◆ AIM
How many lines of the material below contain the string "paper"? Matching is case-sensitive; reply with the number alone.

◆ THE DATA
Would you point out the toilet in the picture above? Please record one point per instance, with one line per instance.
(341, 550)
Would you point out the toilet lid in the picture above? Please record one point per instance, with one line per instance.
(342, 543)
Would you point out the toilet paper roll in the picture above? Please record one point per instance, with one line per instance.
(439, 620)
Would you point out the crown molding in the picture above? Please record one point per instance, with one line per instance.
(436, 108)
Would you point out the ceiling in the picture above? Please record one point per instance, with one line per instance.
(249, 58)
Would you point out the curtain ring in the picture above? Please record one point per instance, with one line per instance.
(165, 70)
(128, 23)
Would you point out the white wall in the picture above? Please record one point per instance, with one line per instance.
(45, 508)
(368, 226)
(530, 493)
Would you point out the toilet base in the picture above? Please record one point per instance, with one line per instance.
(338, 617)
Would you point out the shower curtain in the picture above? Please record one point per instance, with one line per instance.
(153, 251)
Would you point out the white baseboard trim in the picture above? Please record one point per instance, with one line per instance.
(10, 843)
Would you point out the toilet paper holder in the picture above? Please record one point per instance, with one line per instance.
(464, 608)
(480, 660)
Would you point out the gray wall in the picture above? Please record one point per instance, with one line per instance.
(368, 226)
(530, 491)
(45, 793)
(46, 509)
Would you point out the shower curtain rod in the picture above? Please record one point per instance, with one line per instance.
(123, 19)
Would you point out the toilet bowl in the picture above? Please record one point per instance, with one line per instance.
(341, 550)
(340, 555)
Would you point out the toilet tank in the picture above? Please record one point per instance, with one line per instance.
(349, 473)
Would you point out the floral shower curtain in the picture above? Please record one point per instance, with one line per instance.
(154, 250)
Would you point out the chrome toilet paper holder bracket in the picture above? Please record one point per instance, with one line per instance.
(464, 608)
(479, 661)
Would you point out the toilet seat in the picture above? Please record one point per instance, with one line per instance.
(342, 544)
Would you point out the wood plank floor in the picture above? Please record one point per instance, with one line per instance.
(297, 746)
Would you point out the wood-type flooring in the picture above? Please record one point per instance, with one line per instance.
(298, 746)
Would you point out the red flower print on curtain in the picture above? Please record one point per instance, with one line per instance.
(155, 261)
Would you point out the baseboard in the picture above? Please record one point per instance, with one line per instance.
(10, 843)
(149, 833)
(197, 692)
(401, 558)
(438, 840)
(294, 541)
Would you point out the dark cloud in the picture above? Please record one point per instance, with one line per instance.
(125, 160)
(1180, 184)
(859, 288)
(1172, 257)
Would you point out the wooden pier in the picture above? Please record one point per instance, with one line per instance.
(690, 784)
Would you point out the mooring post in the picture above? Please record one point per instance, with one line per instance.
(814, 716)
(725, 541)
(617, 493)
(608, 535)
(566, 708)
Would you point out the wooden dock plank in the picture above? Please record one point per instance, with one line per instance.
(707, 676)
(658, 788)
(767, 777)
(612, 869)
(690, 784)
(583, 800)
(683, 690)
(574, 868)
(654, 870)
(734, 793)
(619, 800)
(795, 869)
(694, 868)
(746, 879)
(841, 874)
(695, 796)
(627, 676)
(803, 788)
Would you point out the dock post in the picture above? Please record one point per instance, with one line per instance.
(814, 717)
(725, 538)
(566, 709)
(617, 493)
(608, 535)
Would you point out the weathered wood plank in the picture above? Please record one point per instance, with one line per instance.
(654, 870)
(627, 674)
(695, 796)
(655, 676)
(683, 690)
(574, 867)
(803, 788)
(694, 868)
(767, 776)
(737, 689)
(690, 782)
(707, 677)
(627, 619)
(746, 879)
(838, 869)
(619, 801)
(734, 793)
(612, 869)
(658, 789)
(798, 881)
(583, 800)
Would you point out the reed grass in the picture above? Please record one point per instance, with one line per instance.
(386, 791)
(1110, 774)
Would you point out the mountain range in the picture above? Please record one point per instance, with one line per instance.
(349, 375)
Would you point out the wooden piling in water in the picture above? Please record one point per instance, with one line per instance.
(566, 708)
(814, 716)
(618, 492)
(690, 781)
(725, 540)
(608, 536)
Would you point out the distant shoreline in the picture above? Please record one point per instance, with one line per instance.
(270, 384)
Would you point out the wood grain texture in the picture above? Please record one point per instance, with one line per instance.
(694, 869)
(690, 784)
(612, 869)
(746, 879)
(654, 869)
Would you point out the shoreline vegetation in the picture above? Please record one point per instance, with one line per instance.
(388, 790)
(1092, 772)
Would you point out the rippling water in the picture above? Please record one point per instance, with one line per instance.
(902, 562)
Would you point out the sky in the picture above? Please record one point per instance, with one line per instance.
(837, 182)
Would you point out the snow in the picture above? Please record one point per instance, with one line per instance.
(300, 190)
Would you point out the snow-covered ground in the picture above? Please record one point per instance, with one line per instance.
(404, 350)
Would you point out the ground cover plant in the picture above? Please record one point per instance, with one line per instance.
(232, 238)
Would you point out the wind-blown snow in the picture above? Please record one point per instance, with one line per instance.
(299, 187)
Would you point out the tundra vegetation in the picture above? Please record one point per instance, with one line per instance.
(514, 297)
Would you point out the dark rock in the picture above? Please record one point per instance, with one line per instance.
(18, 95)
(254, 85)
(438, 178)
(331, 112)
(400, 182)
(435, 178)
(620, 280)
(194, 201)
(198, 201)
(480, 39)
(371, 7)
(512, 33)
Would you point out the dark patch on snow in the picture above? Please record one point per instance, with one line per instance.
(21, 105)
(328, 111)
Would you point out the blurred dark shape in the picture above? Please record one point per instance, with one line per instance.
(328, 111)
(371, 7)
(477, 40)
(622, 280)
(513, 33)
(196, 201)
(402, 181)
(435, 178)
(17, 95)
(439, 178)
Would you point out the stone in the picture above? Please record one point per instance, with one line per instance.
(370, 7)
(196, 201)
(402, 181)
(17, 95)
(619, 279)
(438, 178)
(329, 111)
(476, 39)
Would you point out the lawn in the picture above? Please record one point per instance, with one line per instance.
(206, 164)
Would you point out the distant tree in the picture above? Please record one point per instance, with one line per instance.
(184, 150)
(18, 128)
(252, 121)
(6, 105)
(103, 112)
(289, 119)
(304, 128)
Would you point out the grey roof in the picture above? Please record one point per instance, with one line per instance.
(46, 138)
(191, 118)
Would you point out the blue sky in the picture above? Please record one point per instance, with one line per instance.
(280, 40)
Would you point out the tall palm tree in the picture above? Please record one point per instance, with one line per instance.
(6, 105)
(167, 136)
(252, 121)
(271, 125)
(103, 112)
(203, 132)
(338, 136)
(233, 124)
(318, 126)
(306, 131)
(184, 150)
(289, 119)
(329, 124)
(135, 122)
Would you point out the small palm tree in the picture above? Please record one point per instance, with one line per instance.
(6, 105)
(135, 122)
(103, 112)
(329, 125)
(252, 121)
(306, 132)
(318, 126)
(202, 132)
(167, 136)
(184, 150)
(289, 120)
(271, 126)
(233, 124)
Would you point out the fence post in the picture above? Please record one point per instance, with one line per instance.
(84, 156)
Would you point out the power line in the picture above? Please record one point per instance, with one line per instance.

---

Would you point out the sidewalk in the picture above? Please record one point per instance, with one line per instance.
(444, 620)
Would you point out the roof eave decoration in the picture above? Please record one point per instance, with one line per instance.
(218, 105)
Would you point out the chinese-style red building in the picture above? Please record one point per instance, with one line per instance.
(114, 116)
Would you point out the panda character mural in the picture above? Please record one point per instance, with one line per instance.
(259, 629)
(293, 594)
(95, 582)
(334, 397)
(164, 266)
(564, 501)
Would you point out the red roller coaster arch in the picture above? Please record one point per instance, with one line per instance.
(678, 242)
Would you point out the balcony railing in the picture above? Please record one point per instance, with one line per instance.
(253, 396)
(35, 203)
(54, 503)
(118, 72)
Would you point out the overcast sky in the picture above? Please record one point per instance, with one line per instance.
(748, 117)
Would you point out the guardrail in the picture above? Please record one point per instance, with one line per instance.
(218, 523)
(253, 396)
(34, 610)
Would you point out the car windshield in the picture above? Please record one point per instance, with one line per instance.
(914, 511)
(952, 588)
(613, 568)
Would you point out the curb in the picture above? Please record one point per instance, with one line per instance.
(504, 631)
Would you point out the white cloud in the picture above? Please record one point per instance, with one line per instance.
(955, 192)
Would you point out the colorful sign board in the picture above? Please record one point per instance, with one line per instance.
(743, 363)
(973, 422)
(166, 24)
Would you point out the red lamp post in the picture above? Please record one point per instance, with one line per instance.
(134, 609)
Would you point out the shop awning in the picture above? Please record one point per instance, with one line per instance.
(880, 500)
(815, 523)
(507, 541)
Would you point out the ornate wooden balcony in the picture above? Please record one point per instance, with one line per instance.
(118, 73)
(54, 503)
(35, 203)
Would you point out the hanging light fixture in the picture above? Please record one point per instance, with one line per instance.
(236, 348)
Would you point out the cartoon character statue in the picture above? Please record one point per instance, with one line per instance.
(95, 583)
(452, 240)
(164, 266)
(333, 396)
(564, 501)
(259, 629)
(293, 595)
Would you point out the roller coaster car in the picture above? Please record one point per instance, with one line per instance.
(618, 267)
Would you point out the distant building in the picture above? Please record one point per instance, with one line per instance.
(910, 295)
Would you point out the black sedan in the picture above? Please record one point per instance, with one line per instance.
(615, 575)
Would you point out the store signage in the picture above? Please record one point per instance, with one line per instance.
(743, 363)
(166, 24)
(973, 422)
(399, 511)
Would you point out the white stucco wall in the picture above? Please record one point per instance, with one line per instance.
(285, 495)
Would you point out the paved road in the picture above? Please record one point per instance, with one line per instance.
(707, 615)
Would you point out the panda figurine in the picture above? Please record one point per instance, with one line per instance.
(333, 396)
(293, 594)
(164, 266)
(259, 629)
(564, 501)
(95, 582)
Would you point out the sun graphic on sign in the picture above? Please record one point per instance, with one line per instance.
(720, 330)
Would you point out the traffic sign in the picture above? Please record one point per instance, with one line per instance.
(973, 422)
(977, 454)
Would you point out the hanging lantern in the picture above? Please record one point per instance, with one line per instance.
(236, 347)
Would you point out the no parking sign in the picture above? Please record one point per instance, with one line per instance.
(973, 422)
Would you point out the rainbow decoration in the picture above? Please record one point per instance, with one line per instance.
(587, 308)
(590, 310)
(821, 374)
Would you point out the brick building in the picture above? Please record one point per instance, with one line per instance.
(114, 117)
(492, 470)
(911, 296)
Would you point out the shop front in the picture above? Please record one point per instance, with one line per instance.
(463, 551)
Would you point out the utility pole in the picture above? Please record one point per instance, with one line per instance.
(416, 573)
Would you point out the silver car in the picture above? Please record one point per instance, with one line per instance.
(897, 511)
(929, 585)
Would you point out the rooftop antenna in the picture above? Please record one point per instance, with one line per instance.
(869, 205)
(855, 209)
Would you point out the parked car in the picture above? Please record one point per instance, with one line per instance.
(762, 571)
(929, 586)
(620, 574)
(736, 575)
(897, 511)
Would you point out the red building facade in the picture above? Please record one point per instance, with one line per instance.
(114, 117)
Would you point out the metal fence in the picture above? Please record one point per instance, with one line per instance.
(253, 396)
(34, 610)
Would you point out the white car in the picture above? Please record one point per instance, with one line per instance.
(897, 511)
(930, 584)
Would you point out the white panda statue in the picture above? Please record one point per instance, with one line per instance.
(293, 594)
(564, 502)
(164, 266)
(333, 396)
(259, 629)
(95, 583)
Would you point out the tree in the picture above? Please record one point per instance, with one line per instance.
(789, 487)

◆ RESULT OF THIS EXERCISE
3